TASK TO COMPLETE:
Please answer these questions from the excerpt on motorized product results:
(a) What was the overall change in the net price per motorized unit?
(b) What was the cost of products sold for the three months ended October 31, 2010?
(c) What explains the drop in total manufacturing overhead as a percentage of motorized net sales?

QUOTED PASSAGE:
========================================================================

The overall impact of the change in the net price per motorized unit was a decrease of 3.0%. The decrease in the net price per unit within the Class A product line is primarily due to increased demand for the more moderately priced gas units as compared to the generally larger and more expensive diesel units. Within the Class C product line, customer demand is currently trending toward the lower to more moderately priced units. In addition, due to current competitor and dealer pressures, discounting in both product lines has increased as well, which also effectively lowers unit sales prices. Within the Class B product line, the increase in the net price per unit is due to a greater concentration of higher priced models in the current year, as certain lower priced products are no longer offered this year.
Cost of products sold increased $31,737 to $76,039 or 90.4% of motorized net sales for the three months ended October 31, 2010 compared to $44,302 or 92.7% of motorized net sales for the three months ended October 31, 2009. The change in material, labor, freight-out and warranty comprised $31,181, of the $31,737 increase due to increased sales volume. Material, labor, freight-out and warranty as a combined percentage of motorized net sales increased slightly to 85.3% from 84.9% primarily due to the impact of increased discounting. Total manufacturing overhead as a percentage of motorized net sales decreased to 5.1% from 7.8% due to the increase in unit production resulting in higher absorption of fixed overhead costs. Total manufacturing overhead increased $555 due primarily to wage and benefit increases to support the increase in sales.

========================================================================

INFORMATION PROVIDED:
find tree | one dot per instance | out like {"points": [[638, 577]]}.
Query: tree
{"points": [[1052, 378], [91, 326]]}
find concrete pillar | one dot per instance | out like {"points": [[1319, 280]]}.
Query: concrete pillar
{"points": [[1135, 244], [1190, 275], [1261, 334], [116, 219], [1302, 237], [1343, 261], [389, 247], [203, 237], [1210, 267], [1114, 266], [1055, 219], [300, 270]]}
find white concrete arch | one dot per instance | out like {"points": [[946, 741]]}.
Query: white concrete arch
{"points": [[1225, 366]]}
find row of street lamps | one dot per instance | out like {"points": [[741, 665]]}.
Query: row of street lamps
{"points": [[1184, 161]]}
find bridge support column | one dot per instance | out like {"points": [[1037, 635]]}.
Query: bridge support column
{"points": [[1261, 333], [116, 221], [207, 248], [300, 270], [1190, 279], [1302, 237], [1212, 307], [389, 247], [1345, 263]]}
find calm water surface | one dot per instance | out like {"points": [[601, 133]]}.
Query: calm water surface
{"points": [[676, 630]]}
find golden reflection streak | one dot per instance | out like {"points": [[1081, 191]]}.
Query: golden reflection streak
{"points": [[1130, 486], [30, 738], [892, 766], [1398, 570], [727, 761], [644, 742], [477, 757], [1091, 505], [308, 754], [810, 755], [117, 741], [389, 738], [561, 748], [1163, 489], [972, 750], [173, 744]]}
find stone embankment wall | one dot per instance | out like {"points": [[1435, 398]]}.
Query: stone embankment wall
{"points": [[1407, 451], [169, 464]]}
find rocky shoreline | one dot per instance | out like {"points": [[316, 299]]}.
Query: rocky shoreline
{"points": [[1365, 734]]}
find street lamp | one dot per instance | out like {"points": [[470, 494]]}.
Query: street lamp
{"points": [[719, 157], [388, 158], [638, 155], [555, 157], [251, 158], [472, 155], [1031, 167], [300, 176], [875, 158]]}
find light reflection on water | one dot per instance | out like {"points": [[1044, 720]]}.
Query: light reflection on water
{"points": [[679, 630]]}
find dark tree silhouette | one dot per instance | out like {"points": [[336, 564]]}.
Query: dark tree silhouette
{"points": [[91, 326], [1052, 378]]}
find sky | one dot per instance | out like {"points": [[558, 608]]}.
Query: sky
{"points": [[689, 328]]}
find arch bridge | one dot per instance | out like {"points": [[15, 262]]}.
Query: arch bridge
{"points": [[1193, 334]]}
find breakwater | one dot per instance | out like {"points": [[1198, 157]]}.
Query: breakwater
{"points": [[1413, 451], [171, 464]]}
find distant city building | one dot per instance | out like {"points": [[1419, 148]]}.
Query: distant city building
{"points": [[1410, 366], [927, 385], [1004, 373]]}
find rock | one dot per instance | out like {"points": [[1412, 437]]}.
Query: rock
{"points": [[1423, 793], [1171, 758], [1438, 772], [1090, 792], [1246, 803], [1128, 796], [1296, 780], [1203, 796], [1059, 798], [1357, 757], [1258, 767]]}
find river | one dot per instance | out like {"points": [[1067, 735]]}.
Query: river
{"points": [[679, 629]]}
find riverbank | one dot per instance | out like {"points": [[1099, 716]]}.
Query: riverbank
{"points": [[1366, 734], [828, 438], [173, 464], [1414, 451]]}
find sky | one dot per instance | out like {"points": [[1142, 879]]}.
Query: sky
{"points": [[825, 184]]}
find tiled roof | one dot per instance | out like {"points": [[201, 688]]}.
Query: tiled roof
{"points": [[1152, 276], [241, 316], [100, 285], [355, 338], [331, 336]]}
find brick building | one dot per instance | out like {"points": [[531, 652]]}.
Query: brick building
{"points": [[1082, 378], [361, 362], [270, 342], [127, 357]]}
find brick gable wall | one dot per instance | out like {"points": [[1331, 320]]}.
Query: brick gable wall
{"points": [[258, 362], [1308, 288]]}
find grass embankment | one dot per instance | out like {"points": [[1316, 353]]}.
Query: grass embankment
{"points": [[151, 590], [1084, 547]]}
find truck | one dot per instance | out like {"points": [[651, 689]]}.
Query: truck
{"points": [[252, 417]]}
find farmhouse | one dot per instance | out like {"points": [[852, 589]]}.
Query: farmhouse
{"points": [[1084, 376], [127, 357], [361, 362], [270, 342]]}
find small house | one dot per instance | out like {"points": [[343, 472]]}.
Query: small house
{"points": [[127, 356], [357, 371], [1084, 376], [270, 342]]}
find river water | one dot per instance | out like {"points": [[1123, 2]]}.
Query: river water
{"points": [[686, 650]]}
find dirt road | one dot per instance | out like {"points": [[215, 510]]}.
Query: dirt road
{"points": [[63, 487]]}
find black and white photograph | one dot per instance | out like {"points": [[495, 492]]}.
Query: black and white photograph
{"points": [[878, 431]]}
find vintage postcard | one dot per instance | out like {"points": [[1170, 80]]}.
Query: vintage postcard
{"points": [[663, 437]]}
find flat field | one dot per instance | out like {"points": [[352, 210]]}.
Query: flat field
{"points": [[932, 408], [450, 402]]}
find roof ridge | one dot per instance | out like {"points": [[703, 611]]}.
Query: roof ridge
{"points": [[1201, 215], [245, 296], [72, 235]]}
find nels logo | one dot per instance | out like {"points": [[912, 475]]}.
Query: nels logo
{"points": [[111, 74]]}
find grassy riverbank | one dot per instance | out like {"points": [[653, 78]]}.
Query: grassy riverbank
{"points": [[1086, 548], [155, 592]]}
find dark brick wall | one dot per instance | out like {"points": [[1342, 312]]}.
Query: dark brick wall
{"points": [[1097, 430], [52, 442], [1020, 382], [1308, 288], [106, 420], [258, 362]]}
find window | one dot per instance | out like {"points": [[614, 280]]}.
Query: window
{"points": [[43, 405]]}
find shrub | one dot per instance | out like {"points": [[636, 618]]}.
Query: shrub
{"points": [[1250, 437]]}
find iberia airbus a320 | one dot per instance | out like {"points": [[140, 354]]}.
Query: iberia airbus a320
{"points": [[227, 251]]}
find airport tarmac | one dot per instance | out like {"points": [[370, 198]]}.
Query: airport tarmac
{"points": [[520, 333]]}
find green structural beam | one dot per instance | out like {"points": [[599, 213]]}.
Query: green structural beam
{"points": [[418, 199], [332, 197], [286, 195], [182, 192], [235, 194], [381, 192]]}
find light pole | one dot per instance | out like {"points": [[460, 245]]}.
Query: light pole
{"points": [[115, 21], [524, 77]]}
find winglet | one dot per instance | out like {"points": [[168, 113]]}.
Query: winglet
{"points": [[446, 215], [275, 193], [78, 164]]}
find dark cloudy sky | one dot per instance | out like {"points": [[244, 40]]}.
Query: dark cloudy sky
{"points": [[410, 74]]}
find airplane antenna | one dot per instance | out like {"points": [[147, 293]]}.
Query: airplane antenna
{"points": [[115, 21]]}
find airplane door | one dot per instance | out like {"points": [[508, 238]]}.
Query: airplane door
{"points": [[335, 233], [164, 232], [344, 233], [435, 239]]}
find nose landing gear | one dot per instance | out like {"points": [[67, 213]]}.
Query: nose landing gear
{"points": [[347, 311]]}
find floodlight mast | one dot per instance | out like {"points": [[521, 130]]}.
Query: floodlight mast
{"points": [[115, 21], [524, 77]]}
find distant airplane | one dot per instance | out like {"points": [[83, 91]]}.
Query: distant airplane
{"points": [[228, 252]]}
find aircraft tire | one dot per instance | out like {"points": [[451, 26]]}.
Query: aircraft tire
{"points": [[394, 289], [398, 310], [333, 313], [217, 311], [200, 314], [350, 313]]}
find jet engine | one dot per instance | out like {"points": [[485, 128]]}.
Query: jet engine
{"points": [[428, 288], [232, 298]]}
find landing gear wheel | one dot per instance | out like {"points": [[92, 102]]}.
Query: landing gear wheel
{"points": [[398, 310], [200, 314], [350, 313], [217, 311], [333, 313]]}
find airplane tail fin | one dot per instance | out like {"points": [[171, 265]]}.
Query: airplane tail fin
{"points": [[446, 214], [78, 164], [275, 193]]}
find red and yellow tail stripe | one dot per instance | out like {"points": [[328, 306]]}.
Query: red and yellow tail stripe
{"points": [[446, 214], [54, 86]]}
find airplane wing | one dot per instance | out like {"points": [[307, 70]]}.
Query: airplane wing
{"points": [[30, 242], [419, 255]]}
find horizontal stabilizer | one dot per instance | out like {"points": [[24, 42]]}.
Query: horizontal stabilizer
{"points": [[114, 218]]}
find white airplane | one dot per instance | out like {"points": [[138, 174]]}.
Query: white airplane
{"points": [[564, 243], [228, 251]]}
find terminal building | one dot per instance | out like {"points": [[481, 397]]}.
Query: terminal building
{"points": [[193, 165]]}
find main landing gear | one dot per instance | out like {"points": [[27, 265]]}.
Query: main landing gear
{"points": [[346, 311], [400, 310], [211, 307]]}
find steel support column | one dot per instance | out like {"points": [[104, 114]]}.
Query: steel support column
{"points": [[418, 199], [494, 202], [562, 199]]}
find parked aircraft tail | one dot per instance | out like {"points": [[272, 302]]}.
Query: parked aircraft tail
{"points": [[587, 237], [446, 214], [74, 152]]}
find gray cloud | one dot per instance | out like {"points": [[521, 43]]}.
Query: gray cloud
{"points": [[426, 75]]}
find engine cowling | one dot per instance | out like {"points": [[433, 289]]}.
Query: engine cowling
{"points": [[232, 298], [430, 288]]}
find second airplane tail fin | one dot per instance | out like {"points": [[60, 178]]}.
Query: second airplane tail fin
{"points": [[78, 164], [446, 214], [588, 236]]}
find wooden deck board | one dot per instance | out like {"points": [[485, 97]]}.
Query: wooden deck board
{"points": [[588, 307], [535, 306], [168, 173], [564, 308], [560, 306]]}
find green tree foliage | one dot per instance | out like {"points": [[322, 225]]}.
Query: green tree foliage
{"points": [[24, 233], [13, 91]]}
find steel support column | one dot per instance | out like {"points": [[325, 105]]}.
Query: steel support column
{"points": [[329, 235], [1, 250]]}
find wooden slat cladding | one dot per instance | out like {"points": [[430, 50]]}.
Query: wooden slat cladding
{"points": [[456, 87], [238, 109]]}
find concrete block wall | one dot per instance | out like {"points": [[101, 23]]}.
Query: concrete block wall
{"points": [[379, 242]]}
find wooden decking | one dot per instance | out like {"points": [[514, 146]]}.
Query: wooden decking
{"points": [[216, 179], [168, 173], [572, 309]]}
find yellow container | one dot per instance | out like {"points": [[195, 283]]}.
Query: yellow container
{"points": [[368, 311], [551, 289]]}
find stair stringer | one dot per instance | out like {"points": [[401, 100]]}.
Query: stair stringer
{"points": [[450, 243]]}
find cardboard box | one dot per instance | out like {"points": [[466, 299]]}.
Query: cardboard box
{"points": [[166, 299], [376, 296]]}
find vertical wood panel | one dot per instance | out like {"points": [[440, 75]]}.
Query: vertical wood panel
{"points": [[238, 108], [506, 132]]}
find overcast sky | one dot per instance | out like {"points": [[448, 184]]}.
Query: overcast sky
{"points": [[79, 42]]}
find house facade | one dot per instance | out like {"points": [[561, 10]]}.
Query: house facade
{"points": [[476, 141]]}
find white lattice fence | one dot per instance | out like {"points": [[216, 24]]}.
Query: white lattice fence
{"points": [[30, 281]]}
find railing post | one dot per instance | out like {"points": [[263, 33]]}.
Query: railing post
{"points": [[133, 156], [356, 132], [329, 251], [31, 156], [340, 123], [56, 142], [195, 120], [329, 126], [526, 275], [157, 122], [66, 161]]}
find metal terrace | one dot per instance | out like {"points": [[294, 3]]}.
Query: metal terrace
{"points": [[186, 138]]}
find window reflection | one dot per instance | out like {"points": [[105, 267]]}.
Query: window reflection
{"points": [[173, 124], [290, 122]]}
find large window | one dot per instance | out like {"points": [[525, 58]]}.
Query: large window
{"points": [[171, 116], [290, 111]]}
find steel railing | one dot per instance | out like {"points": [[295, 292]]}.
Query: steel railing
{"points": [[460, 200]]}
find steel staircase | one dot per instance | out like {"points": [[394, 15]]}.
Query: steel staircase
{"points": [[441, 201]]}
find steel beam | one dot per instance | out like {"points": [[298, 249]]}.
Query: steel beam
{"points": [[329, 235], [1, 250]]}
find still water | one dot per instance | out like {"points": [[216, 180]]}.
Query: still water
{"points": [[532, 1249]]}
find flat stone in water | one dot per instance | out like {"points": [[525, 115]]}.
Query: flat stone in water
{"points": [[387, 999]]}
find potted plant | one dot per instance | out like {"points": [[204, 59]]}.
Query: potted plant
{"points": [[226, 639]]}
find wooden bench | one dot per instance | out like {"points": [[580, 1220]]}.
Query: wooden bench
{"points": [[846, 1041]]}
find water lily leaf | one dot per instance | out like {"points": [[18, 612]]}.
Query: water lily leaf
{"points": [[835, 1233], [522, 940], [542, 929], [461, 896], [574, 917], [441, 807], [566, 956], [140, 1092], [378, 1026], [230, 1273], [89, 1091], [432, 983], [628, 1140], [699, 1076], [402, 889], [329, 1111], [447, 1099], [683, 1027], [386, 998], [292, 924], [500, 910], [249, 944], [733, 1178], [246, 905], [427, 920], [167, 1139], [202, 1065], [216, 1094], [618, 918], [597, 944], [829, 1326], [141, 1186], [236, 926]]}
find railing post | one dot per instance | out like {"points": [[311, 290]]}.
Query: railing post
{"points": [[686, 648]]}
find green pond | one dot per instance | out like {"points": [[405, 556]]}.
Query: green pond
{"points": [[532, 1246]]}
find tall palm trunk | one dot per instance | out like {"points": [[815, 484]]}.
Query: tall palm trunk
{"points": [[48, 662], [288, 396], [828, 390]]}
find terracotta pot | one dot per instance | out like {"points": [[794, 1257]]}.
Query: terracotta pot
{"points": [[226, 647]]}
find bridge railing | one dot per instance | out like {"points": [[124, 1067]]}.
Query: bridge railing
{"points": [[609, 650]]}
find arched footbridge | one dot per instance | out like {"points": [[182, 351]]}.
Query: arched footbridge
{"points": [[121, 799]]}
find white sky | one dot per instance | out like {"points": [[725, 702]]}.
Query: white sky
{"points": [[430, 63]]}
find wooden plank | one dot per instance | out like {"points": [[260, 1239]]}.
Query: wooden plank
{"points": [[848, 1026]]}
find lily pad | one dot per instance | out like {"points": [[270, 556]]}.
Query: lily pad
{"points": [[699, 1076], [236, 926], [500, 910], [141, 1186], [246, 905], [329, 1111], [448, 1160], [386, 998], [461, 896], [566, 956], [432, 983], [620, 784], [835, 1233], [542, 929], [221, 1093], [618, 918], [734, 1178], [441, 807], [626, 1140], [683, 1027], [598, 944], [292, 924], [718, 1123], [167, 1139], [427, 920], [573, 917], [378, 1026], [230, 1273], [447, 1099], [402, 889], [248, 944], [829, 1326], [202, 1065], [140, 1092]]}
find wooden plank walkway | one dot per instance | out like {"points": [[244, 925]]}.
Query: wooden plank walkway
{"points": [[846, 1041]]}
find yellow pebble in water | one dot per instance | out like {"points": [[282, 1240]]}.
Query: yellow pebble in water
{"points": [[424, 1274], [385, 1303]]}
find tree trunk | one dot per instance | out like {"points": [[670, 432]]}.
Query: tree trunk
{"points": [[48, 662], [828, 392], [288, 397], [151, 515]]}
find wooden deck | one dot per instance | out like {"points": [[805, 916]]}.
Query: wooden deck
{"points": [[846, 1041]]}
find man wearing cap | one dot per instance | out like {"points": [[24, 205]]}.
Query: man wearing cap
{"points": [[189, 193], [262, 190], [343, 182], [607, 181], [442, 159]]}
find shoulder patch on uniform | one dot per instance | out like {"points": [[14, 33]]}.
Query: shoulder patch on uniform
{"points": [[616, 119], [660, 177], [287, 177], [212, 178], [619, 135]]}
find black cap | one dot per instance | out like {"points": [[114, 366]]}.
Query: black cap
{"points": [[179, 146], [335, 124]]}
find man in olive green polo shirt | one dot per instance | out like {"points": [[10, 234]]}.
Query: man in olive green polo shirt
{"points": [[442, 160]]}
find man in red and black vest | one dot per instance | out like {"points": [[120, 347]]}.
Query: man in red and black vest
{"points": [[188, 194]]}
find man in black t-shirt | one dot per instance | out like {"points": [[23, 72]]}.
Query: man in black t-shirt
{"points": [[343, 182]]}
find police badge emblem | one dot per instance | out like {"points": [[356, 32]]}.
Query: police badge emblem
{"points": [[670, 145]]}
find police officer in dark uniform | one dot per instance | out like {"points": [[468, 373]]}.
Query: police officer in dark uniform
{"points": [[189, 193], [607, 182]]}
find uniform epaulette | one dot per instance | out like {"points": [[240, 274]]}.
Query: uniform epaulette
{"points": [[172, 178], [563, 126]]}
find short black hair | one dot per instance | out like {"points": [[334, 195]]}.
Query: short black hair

========================================================================

RESPONSE TO THE EXERCISE:
(a) A decrease of 3.0%.
(b) $76,039, or 90.4% of motorized net sales.
(c) The increase in unit production, which resulted in higher absorption of fixed overhead costs.